* [Dataset]
■ ■ ■ ■ ■

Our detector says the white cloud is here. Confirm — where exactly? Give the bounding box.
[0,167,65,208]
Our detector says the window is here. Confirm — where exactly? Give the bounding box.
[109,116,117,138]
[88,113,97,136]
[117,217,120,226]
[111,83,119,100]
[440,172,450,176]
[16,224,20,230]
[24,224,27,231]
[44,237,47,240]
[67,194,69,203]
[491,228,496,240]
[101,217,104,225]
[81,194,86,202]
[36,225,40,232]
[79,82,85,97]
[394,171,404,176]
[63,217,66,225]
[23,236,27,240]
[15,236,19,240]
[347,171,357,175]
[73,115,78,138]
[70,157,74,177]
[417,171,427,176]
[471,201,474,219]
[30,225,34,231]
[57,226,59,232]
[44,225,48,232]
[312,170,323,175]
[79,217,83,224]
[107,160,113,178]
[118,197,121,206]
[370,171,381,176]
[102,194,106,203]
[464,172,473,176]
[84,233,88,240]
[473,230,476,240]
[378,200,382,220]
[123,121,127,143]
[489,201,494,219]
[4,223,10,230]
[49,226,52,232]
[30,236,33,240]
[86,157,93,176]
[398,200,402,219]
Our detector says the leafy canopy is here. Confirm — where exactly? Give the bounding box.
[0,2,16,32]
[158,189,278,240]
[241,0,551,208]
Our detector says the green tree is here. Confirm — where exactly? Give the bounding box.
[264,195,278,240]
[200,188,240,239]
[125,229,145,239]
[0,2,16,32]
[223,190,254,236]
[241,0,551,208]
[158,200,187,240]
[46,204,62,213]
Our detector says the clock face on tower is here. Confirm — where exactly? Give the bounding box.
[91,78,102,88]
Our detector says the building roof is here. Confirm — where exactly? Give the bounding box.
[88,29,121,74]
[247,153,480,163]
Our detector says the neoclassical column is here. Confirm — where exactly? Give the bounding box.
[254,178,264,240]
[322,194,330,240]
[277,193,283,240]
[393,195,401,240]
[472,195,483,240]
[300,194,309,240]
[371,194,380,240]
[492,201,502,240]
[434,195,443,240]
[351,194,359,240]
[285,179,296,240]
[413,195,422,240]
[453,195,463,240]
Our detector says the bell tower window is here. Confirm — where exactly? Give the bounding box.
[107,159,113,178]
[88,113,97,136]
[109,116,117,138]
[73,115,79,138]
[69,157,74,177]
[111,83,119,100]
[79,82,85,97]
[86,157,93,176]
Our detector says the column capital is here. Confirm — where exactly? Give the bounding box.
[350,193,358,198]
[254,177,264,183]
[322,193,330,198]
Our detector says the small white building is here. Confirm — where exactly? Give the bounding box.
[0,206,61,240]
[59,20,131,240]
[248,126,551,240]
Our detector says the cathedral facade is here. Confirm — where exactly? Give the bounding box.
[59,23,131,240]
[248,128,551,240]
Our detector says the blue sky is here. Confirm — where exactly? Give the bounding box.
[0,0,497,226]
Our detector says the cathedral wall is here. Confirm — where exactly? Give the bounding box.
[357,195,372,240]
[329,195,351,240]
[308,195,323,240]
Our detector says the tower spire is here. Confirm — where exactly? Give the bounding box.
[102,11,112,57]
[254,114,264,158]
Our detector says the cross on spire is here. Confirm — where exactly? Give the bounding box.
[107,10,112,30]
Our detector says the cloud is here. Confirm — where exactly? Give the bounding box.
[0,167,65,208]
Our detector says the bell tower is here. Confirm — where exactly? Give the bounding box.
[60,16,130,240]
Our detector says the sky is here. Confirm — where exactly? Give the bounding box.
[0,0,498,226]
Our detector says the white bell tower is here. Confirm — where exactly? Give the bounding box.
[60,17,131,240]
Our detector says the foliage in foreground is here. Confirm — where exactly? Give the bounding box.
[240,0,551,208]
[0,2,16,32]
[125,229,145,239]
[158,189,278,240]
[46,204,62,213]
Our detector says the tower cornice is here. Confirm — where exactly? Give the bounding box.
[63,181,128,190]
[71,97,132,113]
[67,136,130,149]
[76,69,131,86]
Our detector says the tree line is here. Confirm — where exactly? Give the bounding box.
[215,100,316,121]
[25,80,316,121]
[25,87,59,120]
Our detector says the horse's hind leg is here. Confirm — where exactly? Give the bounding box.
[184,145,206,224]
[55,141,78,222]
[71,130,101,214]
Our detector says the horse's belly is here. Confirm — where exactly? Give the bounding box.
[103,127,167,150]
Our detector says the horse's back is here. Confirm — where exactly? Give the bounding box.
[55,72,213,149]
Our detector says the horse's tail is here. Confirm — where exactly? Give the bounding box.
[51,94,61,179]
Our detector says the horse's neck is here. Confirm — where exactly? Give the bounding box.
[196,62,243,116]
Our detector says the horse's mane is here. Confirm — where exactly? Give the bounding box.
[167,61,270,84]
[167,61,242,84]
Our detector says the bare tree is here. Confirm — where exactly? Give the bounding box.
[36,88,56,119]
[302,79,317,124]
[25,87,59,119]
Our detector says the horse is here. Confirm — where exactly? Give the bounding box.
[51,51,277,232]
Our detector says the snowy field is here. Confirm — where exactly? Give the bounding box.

■ ■ ■ ■ ■

* [Exercise]
Send back each record exactly, and include them all.

* [Result]
Our detector says the white cloud is here. Confirm — where exactly? Give the bounding box.
[0,167,65,208]
Our detector says the window is here. Confirm — where exactly? Give the bounding box.
[109,116,117,138]
[88,113,97,136]
[117,217,120,226]
[111,83,119,100]
[440,172,450,176]
[16,224,20,230]
[24,224,27,231]
[44,237,47,240]
[67,194,69,203]
[491,228,496,240]
[101,217,104,225]
[81,194,86,202]
[36,225,40,232]
[79,82,85,97]
[394,171,404,176]
[63,217,66,225]
[23,236,27,240]
[15,236,19,240]
[347,171,357,175]
[73,115,78,138]
[70,157,74,177]
[417,171,427,176]
[471,201,474,219]
[30,225,34,231]
[57,226,59,232]
[44,225,48,232]
[312,170,323,175]
[79,217,83,224]
[107,160,113,178]
[118,197,121,206]
[370,171,381,176]
[102,194,106,203]
[464,172,473,176]
[84,233,88,240]
[473,230,476,240]
[378,200,382,220]
[123,121,127,143]
[489,201,494,219]
[4,223,10,230]
[49,226,52,232]
[30,236,33,240]
[86,157,93,176]
[398,200,402,219]
Our detector says the leafy canopy is here. Confirm — where exactly? Give the bounding box.
[0,2,16,32]
[158,189,278,240]
[241,0,551,208]
Our detector says the green tree is here. Confirm — where exactly? Give the bounding box.
[264,195,278,240]
[200,188,240,239]
[125,229,145,239]
[0,2,16,32]
[223,190,254,236]
[241,0,551,208]
[158,200,187,240]
[46,204,62,213]
Our detector says the clock face on tower is here. Confirm — where exactly? Give the bounding box.
[91,78,102,88]
Our detector says the building roof is here. Confirm — where exactly? Give the bounding box.
[88,29,121,74]
[247,153,480,163]
Our detector says the neoclassical column is here. Confirm — where exactly? Give the bounding box.
[254,178,264,240]
[322,194,330,240]
[277,193,283,240]
[393,195,401,240]
[472,195,483,240]
[300,194,309,240]
[371,194,380,240]
[492,201,502,240]
[434,195,443,240]
[351,194,359,240]
[285,179,296,240]
[413,195,422,240]
[453,195,463,240]
Our detector says the bell tower window is here. Confirm — where exactly? Give the bounding box.
[107,159,113,178]
[88,113,97,136]
[109,116,117,138]
[73,115,79,138]
[69,157,74,177]
[111,83,119,100]
[79,82,85,97]
[86,157,93,176]
Our detector says the column capital is here. Confirm — where exactly? Give the bounding box.
[350,193,358,198]
[254,177,264,183]
[322,193,330,198]
Our detector says the small white building is here. Confirm — where exactly? Give the bounding box.
[0,206,61,240]
[59,20,131,240]
[248,126,551,240]
Our detector says the cathedral facade is here. Confirm — where exactly? Give the bounding box.
[59,23,131,240]
[248,128,551,240]
Our detector says the blue sky is here. Confirm — where exactly? Give the bounding box.
[0,0,497,226]
Our detector says the cathedral wall is here. Confirm — where exactly? Give the bounding box.
[357,195,372,240]
[329,195,351,240]
[308,195,323,240]
Our detector says the tower spire is here. Confirm — where exactly? Give the bounding box.
[102,11,112,57]
[254,114,264,158]
Our detector says the cross on spire is here. Confirm — where exactly? Give the bounding box.
[107,10,112,30]
Our detector says the cloud is here. Confirm — where exactly? Give the bounding box.
[0,167,65,208]
Our detector says the bell tower is here. Confirm — where exactly? Give the bounding box.
[60,16,130,240]
Our detector says the sky is here. Confirm — where exactly? Give the bounding box.
[0,0,498,226]
Our detector says the white bell tower is here. Confirm — where exactly? Give the bounding box.
[60,17,131,240]
Our detector says the foliage in foreground is here. Confirm — where exactly? Give the bounding box.
[240,0,551,208]
[0,2,16,32]
[125,229,145,239]
[158,189,278,240]
[46,204,62,213]
Our detector says the tower cornice is here. Confirm — where exactly? Give the bounding box.
[63,181,128,190]
[71,97,132,113]
[67,136,130,149]
[76,69,131,86]
Our detector says the tree line is here. Confirm — where exactly? Give the bounding box.
[215,100,316,121]
[25,80,316,121]
[25,87,59,120]
Our detector says the horse's hind leg is here. Confirm — where exactly? Give the bounding box.
[184,145,206,224]
[55,141,78,222]
[71,130,101,214]
Our detector says the horse's belly is here. Confirm — where exactly? Give the bounding box.
[103,127,167,150]
Our detector says the horse's back is here. Confirm — where exactly? Give the bounding box.
[55,72,213,149]
Our detector says the horse's tail is here. Confirm — where exactly? Give the bounding box.
[51,94,61,179]
Our detector says the horse's neck is here. Confirm — where exactly? Give the bounding box.
[196,62,243,116]
Our detector says the horse's mane is here. Confirm — where exactly? Give the bounding box.
[167,61,270,84]
[167,61,242,84]
Our detector says the bare tree is here. Confirm — where exactly? Give the bounding box.
[36,88,56,119]
[302,79,317,124]
[25,87,59,119]
Our detector says the horse is here. Confirm — where exactly? Give the bounding box.
[51,51,277,232]
Our detector says the snowy field is here. Confirm — where exactly? Give the bounding box.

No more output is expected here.